Problem details:
Reproduce the records below, substituting "whole-number pairs" for every occurrence of "integer pairs" and leaving everything else unchanged.

Source data:
════

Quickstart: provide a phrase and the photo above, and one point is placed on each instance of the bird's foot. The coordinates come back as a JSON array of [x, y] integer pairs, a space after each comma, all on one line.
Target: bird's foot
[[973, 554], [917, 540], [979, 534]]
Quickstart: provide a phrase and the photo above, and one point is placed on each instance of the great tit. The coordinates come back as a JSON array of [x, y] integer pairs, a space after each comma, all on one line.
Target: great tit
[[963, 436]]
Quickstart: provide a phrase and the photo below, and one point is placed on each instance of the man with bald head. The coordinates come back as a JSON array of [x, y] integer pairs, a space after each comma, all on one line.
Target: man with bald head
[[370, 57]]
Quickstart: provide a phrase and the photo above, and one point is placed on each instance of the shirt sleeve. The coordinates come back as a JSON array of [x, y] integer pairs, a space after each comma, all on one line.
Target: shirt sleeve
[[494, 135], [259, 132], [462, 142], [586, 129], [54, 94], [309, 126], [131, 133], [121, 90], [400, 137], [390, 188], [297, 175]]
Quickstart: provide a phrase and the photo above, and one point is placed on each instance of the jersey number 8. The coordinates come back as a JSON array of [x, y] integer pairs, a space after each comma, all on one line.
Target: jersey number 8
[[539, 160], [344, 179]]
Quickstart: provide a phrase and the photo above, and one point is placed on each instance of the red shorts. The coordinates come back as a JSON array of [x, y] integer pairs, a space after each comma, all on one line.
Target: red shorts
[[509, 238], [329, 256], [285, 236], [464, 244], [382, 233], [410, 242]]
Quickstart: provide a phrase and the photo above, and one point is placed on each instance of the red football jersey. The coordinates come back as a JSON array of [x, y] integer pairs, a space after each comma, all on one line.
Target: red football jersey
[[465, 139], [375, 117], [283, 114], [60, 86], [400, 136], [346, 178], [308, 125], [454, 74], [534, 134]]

════

Reply to the task:
Quickstart: provide a phrase and the photo above, and one point is placed on each instance of the bird's foot. The coordinates come back as a JSON array of [x, y] whole-number pairs, a space after each comma, all on one line.
Target: bird's foot
[[973, 554], [917, 540], [979, 534]]
Quickstart: provide a phrase and the photo above, and one point is placed on each instance of the great tit. The coordinates come back as a JSON array of [x, y] whole-number pairs, a space after each comma, all on one line.
Target: great tit
[[963, 436]]
Quickstart: provide a phrase and the photo below, and one point is placed on each instance of the man with bald head. The coordinates come back as a JSON array of [x, y] whole-number pairs, a space after each comma, all on one line.
Target: man with bald head
[[370, 57]]
Quickstart: provide a phrase and the photo above, and one point is placed on each instance of the shirt sleeve. The coordinates come back as a JSON array of [x, y] whole-number pairs, a space after each comma, all on one line.
Target: shirt sleeve
[[494, 135], [259, 132], [462, 142], [586, 129], [54, 94], [309, 126], [131, 133], [121, 90], [400, 137], [390, 188], [297, 175]]
Quickstart: provide a phrase and the photo above, and one point is placed on each instance of the jersey number 8. The coordinates come back as a JSON array of [x, y] whole-number pairs, a space after each comma, all on one line.
Target: jersey number 8
[[539, 160], [344, 179]]
Quickstart: provide a phrase and the photo above, and one point is placed on each instance of the red shorts. The coordinates come back as a JSON array of [x, y] whole-number pairs, a space after each comma, all on one line.
Target: red shorts
[[509, 238], [329, 256], [285, 236], [464, 244], [382, 233], [410, 242]]
Quickstart: provide a phrase and the photo above, and one point is placed on each instance of the red football jersey. The coordinates come back as a JSON array of [x, y] whole-number pairs, a space after each comma, all on one line.
Target: red football jersey
[[465, 139], [375, 117], [283, 114], [60, 86], [400, 136], [346, 178], [308, 125], [454, 74], [534, 134]]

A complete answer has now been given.